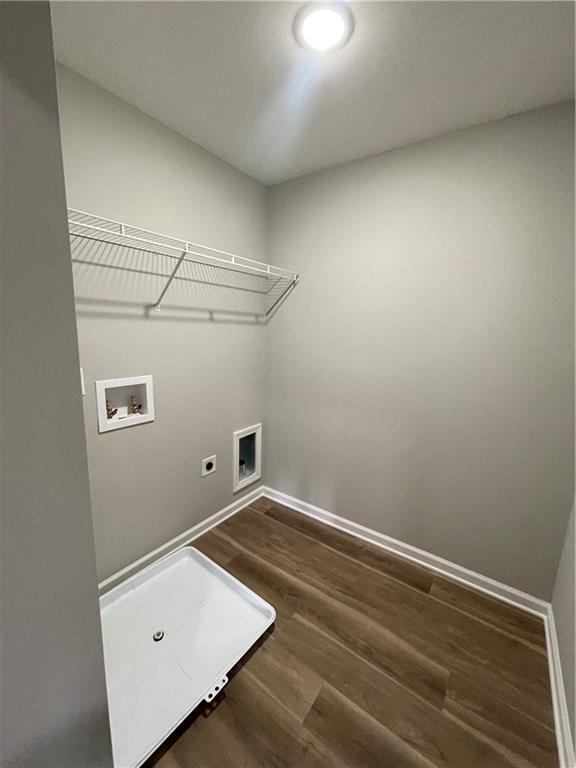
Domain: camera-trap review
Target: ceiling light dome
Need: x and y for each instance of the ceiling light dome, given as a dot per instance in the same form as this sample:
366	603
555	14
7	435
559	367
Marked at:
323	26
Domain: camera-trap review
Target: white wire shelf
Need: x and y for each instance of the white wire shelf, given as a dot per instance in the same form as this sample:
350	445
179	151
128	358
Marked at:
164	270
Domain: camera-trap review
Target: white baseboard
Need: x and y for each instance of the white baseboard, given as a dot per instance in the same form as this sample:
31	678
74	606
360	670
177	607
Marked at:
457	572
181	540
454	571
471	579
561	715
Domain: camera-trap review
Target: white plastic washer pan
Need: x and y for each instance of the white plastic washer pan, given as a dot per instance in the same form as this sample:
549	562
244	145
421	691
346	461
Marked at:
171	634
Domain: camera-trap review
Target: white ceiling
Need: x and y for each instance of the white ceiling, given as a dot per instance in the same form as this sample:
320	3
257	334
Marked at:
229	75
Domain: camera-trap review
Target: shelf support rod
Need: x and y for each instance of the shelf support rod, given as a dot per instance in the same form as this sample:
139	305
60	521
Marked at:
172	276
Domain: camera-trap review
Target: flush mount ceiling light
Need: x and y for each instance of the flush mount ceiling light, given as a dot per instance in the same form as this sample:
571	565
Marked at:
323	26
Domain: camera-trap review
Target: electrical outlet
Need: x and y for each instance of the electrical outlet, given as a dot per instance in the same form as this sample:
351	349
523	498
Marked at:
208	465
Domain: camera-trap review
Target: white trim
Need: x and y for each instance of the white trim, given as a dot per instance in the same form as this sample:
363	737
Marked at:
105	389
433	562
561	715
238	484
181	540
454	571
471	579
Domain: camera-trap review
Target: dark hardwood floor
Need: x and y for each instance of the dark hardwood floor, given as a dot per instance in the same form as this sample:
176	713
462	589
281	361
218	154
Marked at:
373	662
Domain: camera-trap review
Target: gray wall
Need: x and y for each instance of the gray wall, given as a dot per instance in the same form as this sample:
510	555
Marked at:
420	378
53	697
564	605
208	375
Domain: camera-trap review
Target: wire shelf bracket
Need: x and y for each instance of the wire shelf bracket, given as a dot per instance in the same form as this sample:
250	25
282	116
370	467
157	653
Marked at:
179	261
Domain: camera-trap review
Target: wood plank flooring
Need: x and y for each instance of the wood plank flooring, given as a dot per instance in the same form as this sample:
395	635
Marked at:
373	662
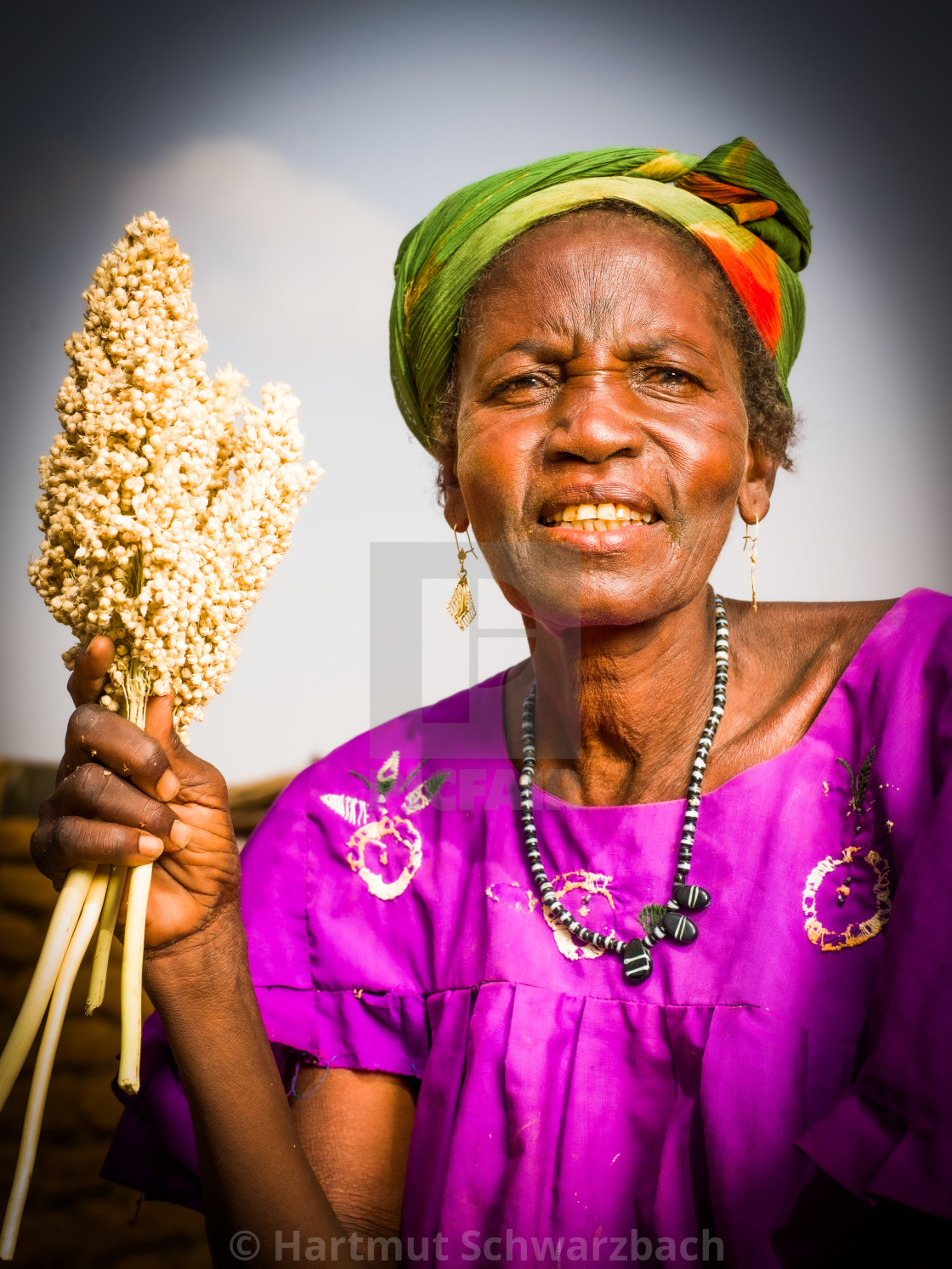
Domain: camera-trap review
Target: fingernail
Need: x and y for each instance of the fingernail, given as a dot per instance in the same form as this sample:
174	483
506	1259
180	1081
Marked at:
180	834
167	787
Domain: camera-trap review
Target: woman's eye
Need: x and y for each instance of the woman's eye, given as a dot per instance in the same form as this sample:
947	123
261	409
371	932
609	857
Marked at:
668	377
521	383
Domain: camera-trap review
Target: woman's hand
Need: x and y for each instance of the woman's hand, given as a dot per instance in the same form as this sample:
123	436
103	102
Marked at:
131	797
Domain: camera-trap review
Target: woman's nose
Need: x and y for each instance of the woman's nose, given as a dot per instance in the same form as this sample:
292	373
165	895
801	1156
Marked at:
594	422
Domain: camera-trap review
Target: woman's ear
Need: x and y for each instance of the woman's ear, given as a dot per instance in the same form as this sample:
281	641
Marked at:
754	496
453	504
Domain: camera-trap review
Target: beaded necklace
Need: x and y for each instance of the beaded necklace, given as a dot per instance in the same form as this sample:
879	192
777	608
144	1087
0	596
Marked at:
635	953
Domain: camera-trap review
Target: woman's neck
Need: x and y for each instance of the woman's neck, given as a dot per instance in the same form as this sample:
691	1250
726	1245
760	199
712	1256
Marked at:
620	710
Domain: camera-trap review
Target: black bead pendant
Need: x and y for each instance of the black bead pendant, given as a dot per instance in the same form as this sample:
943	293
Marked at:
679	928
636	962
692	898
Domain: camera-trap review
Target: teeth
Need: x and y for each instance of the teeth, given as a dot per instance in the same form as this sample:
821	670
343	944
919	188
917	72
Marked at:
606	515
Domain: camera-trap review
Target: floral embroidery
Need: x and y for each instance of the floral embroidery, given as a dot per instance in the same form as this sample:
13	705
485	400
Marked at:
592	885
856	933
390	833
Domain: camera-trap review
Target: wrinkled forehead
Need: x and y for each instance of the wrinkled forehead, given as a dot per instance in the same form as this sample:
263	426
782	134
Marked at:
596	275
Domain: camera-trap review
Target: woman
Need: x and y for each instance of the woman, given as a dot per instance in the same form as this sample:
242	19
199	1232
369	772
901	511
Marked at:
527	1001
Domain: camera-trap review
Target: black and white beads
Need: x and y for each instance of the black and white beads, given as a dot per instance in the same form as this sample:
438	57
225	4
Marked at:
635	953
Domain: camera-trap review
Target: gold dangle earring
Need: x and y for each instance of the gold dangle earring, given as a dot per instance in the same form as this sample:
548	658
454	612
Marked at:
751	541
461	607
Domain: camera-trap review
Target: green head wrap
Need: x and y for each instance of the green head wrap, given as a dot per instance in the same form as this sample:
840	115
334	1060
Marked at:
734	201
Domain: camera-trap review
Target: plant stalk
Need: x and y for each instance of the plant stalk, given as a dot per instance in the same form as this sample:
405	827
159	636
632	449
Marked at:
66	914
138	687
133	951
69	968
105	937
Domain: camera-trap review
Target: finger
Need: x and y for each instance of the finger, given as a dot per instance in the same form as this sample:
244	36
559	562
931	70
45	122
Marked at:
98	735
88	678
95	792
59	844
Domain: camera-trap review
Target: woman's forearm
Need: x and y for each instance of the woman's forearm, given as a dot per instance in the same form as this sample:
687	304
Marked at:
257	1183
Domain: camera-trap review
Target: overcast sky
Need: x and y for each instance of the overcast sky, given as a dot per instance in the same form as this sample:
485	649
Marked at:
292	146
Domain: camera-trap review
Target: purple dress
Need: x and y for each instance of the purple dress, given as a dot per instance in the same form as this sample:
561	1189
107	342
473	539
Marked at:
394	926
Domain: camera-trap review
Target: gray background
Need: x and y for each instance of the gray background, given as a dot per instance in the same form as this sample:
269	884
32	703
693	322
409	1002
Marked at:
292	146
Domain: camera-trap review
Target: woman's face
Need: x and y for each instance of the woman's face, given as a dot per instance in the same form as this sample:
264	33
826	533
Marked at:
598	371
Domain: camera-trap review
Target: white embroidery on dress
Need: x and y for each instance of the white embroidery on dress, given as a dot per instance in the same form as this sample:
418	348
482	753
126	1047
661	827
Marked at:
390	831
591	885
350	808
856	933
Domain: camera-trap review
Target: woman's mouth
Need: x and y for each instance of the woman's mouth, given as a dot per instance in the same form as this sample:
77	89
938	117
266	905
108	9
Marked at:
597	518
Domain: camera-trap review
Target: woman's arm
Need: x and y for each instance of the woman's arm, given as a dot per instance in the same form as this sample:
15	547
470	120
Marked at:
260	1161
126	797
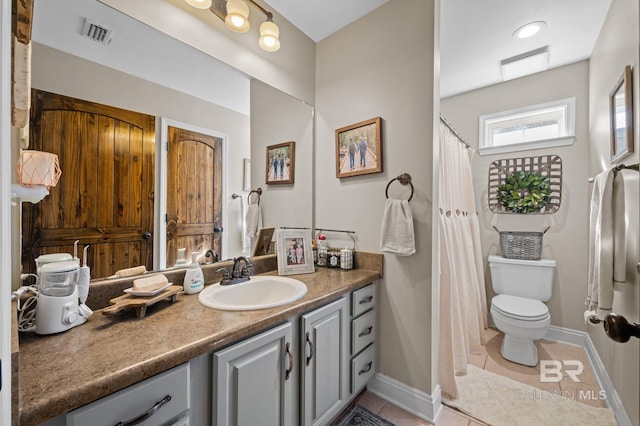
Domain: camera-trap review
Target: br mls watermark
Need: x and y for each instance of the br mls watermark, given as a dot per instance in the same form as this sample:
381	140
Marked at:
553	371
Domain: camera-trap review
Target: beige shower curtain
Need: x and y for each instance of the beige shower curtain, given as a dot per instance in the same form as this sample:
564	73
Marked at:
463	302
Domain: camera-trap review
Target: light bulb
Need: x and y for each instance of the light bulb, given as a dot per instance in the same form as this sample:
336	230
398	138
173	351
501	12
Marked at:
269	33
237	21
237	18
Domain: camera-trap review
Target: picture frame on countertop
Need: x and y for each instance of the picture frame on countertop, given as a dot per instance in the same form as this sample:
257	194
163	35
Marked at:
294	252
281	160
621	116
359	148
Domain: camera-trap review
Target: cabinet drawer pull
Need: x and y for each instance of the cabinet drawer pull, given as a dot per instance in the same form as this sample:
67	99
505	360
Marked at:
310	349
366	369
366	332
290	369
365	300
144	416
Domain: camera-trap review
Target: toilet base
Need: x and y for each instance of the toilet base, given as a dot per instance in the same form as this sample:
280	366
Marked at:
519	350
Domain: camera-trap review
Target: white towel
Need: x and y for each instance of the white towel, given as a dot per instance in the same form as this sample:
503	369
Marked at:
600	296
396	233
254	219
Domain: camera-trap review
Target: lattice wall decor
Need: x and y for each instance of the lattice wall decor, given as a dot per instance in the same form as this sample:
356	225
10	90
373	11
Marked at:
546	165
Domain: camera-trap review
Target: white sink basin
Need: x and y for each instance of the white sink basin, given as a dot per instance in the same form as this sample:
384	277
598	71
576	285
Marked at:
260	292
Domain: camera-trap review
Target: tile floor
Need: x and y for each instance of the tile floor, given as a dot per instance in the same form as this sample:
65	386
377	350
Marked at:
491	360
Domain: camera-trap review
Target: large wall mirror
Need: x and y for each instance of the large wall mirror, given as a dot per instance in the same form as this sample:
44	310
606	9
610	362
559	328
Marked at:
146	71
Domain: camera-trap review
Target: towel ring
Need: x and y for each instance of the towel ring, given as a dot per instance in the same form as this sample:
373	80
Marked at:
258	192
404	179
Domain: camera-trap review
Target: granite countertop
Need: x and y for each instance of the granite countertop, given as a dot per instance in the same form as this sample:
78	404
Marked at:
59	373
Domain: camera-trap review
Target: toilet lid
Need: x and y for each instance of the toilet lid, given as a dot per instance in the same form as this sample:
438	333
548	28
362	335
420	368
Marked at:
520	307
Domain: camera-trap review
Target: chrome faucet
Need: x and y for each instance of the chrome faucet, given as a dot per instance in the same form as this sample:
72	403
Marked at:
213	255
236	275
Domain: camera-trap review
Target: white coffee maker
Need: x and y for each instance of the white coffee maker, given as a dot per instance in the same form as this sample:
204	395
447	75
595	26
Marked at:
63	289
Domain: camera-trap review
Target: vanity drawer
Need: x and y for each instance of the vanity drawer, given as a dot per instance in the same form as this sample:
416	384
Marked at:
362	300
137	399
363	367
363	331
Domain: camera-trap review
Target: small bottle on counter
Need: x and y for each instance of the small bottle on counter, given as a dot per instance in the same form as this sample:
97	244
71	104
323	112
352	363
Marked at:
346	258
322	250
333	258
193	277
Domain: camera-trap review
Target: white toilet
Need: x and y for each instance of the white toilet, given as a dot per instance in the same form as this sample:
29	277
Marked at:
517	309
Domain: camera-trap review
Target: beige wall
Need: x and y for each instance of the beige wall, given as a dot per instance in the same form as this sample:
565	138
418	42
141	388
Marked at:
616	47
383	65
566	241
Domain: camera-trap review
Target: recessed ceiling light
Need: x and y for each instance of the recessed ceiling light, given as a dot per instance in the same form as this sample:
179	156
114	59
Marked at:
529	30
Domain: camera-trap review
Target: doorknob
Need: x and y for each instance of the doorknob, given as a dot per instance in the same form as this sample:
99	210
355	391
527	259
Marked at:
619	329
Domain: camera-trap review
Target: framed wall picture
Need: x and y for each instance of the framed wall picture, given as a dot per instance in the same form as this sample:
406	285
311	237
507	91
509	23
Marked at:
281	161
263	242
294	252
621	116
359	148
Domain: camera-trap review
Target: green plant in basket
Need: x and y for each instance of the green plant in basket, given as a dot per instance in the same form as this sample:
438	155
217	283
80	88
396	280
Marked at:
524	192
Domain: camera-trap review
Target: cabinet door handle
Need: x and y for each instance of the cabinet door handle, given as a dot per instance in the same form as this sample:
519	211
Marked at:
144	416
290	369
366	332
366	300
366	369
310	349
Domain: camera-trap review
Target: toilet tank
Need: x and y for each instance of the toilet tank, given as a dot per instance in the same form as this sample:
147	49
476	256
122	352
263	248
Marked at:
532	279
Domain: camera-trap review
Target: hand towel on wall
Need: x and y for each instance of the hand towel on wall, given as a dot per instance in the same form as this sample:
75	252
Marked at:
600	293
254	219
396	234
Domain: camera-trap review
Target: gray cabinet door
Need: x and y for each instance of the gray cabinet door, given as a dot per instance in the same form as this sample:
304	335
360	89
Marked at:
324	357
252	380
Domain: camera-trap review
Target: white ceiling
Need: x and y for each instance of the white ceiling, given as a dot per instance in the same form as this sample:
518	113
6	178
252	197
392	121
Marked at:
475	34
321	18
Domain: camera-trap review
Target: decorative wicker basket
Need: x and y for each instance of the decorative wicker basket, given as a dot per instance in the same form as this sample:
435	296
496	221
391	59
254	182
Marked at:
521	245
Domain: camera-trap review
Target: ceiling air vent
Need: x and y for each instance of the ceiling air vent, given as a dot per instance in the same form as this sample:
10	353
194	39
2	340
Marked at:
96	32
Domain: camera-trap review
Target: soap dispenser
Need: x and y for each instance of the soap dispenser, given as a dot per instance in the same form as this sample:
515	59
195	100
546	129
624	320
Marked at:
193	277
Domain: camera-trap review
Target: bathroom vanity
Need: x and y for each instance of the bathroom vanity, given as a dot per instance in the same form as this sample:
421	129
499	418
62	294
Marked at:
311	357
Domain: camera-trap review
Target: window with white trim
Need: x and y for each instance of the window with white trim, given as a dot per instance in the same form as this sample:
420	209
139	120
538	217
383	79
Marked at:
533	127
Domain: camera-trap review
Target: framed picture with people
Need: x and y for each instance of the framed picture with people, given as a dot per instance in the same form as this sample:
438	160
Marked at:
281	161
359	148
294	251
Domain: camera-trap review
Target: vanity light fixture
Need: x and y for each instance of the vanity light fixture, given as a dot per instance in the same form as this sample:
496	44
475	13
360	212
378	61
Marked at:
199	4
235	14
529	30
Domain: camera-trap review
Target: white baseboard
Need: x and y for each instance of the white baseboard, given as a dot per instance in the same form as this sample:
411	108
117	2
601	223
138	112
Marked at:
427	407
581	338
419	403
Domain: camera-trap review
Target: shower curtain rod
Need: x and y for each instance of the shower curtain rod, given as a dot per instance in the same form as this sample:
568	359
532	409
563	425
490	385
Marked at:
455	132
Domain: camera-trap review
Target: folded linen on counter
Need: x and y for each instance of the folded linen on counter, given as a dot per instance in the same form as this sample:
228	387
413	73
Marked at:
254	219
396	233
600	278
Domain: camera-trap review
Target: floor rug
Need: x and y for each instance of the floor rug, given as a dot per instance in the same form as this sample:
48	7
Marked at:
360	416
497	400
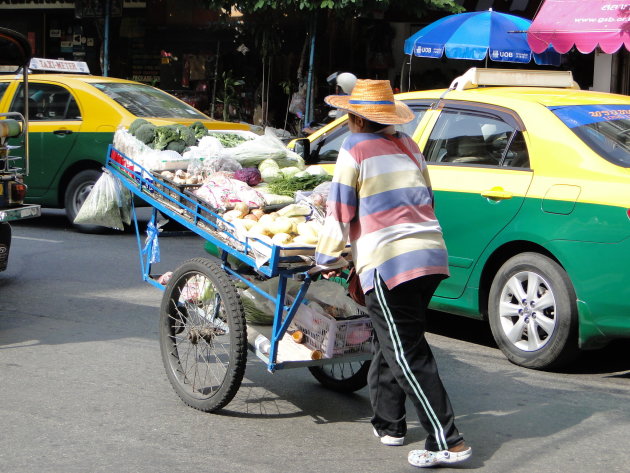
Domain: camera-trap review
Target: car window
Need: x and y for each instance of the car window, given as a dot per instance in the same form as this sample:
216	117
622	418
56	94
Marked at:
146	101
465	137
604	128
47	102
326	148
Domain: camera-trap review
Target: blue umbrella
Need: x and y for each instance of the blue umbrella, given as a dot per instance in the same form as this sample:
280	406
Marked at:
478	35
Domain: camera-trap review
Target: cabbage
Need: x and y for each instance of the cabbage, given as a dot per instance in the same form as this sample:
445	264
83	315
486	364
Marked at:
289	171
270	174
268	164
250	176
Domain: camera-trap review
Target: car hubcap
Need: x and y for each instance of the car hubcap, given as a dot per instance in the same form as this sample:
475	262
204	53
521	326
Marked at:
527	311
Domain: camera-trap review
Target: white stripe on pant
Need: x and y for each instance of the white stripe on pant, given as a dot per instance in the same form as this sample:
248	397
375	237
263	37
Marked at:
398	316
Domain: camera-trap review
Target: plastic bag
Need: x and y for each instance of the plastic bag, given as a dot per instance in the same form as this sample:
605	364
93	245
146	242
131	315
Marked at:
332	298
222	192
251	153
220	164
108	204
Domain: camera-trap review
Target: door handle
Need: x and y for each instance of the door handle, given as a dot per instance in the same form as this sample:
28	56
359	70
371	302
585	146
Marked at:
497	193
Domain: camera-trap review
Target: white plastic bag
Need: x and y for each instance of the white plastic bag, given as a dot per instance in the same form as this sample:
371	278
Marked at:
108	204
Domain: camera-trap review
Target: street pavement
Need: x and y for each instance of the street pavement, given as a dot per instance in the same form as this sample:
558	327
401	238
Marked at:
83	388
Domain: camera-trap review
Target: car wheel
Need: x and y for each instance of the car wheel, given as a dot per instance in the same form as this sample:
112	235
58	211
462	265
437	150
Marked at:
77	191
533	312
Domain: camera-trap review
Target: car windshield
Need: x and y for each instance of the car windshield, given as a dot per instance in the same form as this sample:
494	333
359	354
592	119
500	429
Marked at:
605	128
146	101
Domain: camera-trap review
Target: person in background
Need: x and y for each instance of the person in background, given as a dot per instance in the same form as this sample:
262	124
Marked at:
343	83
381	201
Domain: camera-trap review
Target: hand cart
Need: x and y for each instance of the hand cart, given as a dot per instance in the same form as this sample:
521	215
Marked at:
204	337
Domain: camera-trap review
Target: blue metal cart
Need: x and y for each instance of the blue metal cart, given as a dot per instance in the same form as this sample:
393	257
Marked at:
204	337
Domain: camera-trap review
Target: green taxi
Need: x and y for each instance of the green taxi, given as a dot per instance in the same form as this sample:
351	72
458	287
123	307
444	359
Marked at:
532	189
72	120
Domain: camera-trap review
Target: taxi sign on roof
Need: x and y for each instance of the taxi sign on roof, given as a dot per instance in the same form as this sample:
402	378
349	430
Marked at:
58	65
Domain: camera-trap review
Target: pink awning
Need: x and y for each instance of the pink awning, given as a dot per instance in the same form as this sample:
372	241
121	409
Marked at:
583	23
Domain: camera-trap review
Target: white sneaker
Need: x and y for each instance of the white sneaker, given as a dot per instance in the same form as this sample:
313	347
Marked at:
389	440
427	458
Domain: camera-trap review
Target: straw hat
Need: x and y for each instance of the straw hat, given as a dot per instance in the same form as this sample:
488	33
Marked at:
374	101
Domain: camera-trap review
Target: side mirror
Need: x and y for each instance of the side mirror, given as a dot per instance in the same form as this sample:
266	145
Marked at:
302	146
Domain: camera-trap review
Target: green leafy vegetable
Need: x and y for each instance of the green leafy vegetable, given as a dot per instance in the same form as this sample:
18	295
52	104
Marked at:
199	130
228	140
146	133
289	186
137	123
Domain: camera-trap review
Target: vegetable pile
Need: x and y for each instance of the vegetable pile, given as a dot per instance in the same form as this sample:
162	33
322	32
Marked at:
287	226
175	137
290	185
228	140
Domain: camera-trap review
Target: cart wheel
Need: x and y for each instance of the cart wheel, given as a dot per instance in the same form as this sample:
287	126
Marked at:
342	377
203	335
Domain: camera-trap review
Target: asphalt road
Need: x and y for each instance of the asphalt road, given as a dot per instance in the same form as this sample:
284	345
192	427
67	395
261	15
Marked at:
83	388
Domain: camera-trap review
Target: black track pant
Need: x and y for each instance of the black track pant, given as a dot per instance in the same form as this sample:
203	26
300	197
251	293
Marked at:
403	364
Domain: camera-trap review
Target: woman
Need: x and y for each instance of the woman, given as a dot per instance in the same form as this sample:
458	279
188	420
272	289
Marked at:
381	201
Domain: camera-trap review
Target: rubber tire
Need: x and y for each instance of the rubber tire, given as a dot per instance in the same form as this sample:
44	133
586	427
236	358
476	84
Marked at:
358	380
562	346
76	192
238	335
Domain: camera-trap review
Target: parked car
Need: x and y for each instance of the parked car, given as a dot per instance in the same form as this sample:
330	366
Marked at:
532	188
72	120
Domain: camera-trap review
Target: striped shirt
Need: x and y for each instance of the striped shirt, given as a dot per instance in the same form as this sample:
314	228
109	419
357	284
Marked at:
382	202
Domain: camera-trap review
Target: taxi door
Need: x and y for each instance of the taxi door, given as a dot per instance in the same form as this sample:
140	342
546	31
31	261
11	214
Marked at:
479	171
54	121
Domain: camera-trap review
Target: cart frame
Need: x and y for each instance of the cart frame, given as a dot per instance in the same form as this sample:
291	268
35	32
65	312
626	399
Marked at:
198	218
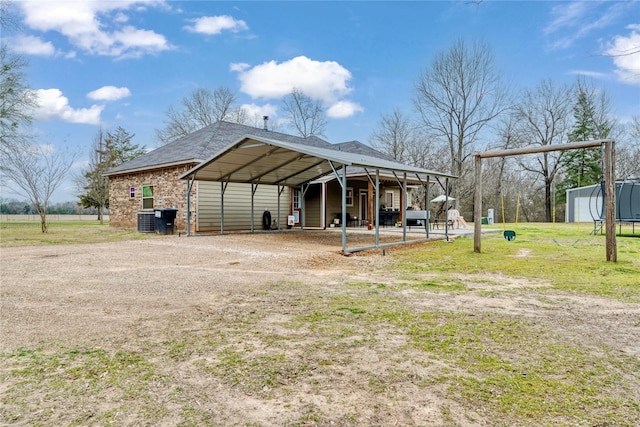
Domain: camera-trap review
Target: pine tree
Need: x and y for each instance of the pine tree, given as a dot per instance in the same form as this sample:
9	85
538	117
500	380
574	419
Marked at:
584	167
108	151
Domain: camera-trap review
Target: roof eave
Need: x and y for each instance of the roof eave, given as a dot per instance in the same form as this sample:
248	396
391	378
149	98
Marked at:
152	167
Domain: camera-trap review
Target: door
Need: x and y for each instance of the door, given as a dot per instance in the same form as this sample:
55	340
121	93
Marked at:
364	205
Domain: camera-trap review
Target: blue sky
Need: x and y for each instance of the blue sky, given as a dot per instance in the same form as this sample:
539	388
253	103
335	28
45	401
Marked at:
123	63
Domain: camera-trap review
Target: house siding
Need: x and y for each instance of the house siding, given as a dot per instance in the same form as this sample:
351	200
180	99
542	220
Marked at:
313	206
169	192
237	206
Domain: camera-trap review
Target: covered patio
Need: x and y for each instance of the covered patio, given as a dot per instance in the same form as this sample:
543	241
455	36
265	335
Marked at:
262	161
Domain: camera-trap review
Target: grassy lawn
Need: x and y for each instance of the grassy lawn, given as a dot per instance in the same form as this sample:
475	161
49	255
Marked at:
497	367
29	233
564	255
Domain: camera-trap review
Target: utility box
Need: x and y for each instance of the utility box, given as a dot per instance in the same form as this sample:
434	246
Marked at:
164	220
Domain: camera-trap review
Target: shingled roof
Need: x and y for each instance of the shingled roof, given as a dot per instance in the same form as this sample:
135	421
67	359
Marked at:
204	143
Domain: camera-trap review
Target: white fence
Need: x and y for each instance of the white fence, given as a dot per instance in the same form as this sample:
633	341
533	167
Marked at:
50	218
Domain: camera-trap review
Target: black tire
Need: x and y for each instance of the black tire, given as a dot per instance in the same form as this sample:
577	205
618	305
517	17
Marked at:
■ ■ ■
Lavoro da fare: Individua nei dati qui sopra ogni riga che contiene la parola "cabinet" e ricopiala. Maiuscole e minuscole contano.

Risposta scritta:
Target: cabinet drawer pull
Need: x and y for each instance of the cabinet drawer pull, given as a dot per instance in the same form as this sample:
Target: cabinet door handle
Need: x and y for each instance of the cabinet door handle, given as a dot per instance in the same form as this sample:
Target: gray cabinet door
Need: x and y for each instance of the gray cabinet door, given as a dot per instance in the same form as this sample:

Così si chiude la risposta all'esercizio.